_YOUR OBJECTIVE_
From the records below, copy out each line that has the word "outlet".

Top of RECORDS

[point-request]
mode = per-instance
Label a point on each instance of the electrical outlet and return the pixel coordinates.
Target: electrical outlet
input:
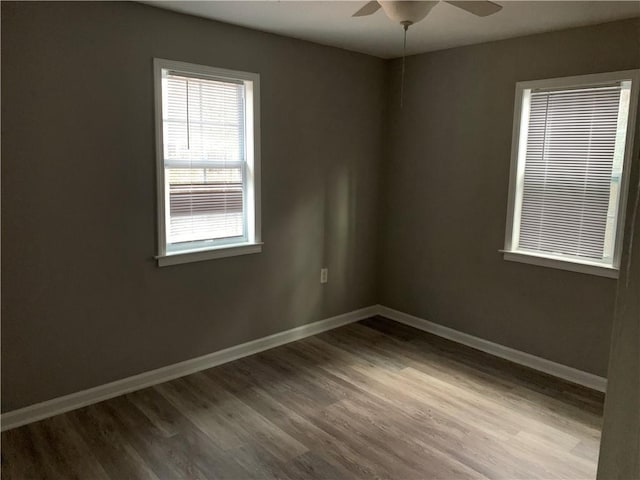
(324, 275)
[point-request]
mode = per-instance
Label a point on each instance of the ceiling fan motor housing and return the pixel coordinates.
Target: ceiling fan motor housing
(406, 12)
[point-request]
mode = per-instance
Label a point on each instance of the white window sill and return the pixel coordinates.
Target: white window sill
(562, 264)
(208, 254)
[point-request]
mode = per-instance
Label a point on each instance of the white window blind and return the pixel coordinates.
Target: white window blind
(204, 159)
(568, 171)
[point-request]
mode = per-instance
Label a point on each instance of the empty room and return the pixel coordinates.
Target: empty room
(320, 240)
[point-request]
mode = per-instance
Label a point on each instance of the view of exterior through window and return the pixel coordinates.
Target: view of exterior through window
(208, 163)
(569, 174)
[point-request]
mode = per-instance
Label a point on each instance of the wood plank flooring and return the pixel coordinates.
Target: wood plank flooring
(370, 400)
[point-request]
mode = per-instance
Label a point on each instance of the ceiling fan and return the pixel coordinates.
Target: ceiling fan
(407, 13)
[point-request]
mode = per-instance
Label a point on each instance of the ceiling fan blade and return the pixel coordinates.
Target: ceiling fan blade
(368, 9)
(479, 8)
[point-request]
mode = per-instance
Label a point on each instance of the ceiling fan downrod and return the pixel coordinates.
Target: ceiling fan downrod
(405, 25)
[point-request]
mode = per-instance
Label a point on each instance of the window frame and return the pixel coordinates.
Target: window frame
(516, 170)
(252, 212)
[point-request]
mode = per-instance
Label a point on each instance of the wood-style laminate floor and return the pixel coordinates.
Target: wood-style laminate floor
(374, 399)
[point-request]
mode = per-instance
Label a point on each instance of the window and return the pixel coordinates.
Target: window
(207, 128)
(571, 156)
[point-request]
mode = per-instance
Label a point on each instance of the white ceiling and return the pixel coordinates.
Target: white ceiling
(330, 22)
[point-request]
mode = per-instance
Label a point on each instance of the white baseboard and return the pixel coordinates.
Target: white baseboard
(42, 410)
(547, 366)
(39, 411)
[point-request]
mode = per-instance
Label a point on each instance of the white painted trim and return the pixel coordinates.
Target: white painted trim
(550, 261)
(547, 366)
(252, 239)
(516, 172)
(232, 250)
(49, 408)
(56, 406)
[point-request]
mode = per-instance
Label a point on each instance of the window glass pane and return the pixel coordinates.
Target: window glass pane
(204, 155)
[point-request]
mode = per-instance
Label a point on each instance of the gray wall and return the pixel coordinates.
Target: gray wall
(446, 180)
(620, 446)
(83, 301)
(349, 181)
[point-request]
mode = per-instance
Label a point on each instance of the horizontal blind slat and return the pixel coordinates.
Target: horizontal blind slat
(568, 170)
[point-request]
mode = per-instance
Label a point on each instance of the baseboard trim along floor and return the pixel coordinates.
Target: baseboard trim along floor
(55, 406)
(49, 408)
(516, 356)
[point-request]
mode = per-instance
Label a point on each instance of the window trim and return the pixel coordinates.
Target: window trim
(252, 243)
(576, 265)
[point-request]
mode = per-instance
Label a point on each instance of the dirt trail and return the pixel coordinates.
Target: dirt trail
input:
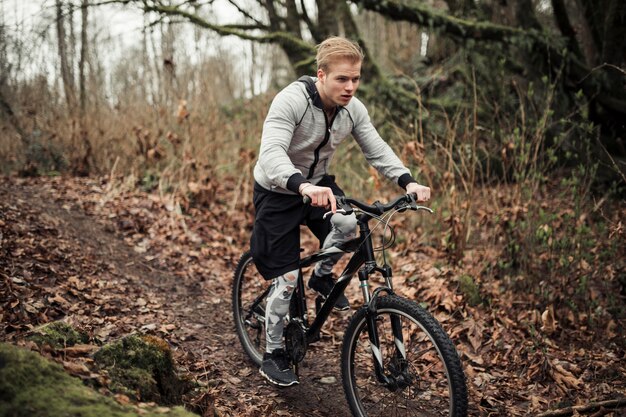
(113, 260)
(70, 258)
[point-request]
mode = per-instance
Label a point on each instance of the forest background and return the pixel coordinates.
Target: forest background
(513, 111)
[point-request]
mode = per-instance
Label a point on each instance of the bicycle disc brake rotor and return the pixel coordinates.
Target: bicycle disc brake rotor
(295, 341)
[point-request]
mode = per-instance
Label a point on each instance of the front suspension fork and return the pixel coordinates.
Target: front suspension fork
(371, 318)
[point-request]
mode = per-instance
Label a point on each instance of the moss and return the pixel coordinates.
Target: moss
(57, 335)
(33, 386)
(470, 289)
(142, 367)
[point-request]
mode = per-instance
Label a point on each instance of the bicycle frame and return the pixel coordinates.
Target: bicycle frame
(363, 255)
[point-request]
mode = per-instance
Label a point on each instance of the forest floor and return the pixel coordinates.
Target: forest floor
(112, 261)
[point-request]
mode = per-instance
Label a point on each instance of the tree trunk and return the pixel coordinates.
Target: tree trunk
(327, 13)
(83, 165)
(66, 75)
(83, 56)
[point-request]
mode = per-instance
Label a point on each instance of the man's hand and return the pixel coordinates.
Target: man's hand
(422, 192)
(320, 196)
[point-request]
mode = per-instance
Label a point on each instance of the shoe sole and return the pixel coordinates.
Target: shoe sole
(278, 383)
(346, 308)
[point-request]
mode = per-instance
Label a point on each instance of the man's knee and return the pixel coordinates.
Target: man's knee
(346, 225)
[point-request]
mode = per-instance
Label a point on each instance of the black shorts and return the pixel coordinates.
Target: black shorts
(275, 241)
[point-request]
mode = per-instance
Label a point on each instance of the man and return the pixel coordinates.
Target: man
(304, 126)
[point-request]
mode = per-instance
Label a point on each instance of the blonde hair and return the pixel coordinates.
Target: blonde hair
(335, 48)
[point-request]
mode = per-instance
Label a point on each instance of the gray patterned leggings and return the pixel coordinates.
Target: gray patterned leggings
(343, 229)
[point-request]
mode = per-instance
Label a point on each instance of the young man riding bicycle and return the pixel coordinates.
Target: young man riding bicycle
(303, 128)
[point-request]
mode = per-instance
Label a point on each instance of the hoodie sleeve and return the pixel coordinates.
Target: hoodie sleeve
(377, 152)
(278, 131)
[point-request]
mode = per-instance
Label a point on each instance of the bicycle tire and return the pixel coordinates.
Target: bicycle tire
(435, 383)
(248, 284)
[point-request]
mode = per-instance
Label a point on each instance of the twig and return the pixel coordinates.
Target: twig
(587, 408)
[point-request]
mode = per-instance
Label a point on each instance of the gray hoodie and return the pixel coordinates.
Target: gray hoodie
(298, 142)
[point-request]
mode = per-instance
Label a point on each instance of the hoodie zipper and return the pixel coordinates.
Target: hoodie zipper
(321, 145)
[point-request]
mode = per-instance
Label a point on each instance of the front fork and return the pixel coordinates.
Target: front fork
(391, 381)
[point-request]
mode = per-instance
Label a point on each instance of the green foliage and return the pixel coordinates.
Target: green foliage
(142, 368)
(58, 335)
(33, 386)
(470, 289)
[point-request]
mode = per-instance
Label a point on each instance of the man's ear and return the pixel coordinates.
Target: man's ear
(321, 75)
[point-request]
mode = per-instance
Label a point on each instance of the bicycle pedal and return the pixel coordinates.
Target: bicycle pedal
(319, 301)
(315, 338)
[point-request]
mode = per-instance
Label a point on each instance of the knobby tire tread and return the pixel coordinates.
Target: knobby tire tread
(431, 326)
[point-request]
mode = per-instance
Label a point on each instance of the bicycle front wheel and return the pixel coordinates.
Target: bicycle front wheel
(249, 295)
(423, 370)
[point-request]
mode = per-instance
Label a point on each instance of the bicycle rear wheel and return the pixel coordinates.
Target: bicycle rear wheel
(429, 379)
(249, 294)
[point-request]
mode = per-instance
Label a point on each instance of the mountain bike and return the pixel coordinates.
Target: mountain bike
(396, 359)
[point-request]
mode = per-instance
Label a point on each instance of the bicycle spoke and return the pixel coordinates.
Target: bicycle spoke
(420, 381)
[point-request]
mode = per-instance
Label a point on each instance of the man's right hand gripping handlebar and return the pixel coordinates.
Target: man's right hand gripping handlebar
(319, 196)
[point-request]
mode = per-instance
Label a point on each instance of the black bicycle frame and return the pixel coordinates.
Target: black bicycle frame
(363, 255)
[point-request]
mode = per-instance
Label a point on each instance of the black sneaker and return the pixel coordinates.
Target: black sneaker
(323, 285)
(277, 370)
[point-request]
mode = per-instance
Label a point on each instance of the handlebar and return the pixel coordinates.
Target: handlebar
(401, 203)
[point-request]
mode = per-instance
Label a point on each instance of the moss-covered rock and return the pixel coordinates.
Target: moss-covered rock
(142, 367)
(33, 386)
(57, 335)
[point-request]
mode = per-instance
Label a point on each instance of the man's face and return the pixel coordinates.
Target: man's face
(338, 85)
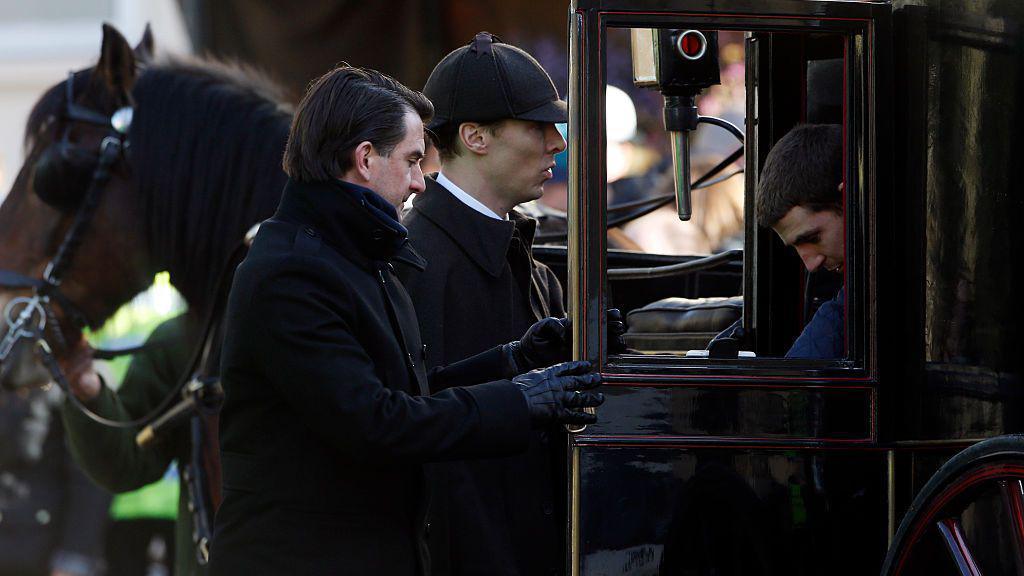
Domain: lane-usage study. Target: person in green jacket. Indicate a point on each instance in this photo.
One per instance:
(110, 456)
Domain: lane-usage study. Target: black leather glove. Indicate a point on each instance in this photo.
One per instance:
(558, 394)
(550, 340)
(547, 341)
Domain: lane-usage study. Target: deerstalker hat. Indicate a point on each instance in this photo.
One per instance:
(488, 80)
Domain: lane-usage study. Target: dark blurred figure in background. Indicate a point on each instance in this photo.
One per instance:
(110, 455)
(298, 40)
(51, 517)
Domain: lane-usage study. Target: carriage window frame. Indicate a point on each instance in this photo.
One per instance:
(863, 29)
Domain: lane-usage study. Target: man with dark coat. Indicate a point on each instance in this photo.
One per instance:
(495, 127)
(328, 418)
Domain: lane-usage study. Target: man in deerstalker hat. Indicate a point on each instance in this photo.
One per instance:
(496, 111)
(328, 420)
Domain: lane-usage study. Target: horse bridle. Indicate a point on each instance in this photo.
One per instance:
(33, 318)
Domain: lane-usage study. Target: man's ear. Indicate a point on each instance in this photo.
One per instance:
(361, 158)
(473, 137)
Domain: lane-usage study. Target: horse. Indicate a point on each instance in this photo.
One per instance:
(133, 166)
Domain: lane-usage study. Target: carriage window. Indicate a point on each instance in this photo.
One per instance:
(729, 219)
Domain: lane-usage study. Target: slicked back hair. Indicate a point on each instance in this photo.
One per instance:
(804, 168)
(341, 110)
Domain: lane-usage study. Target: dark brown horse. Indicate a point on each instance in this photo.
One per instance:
(200, 164)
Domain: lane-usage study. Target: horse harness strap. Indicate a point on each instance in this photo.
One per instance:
(33, 318)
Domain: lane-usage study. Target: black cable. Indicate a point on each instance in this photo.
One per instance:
(732, 128)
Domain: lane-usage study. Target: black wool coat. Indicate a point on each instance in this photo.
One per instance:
(481, 288)
(328, 421)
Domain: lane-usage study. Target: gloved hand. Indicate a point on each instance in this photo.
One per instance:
(550, 340)
(547, 341)
(558, 394)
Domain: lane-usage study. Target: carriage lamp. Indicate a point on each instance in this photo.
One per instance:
(680, 64)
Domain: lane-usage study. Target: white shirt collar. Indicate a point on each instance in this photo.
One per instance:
(466, 199)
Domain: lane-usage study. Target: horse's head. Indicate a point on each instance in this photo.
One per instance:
(77, 167)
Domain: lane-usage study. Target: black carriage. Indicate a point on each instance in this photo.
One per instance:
(748, 462)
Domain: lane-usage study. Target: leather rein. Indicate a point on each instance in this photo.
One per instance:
(33, 319)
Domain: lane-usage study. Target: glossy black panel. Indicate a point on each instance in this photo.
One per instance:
(730, 511)
(801, 412)
(974, 202)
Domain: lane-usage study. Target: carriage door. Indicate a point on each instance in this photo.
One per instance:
(715, 452)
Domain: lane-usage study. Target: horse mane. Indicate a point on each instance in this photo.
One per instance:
(206, 148)
(215, 168)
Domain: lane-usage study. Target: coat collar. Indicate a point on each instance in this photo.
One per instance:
(484, 240)
(353, 219)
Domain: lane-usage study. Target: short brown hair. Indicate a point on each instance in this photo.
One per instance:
(804, 168)
(342, 109)
(446, 136)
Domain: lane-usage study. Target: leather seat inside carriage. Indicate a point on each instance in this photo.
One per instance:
(677, 325)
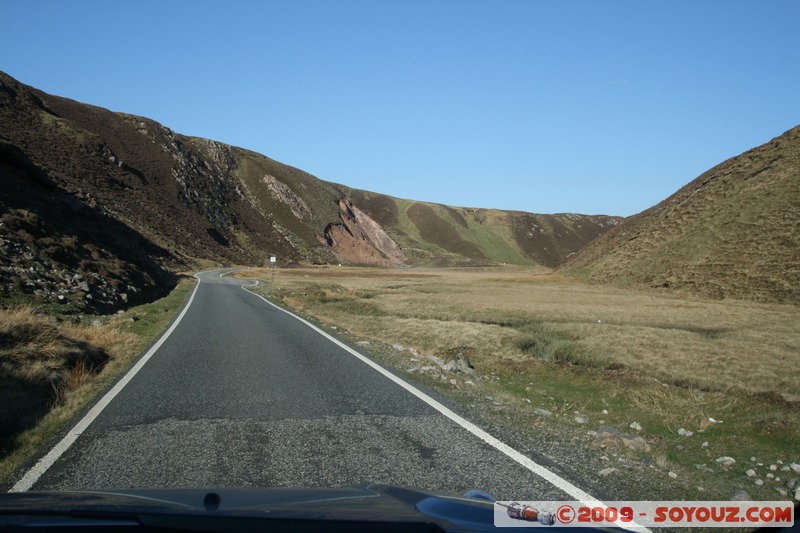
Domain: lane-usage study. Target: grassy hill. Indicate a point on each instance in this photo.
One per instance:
(734, 232)
(119, 198)
(444, 235)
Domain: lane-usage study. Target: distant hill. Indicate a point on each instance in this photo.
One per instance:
(734, 232)
(98, 207)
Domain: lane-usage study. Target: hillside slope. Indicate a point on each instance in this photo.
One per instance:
(159, 201)
(734, 232)
(444, 235)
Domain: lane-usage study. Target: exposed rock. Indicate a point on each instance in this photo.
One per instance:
(740, 496)
(285, 195)
(361, 240)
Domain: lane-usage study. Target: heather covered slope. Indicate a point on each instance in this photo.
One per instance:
(734, 232)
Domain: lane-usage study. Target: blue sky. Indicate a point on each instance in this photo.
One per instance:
(542, 106)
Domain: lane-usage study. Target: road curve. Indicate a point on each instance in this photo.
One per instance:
(244, 394)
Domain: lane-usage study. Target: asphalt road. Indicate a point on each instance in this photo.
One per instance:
(243, 394)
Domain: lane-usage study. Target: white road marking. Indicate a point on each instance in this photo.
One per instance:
(551, 477)
(37, 471)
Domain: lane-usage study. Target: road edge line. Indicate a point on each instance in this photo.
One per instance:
(43, 465)
(534, 467)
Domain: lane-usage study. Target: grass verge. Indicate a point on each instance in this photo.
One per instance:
(51, 368)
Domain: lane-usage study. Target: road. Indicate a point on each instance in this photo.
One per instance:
(244, 394)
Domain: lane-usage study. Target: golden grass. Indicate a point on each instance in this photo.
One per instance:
(50, 370)
(714, 345)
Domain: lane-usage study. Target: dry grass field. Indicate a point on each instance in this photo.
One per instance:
(701, 378)
(712, 345)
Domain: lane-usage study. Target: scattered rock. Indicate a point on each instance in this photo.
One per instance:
(610, 437)
(740, 496)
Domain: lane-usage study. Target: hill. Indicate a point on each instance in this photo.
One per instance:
(734, 232)
(98, 207)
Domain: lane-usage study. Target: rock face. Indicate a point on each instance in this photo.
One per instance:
(734, 232)
(98, 207)
(361, 240)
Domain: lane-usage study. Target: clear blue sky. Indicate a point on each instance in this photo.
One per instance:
(542, 106)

Bottom of RECORDS

_YOUR SOLUTION_
Label a point on each instance of the electrical outlet and return the pixel coordinates.
Target: electrical outlet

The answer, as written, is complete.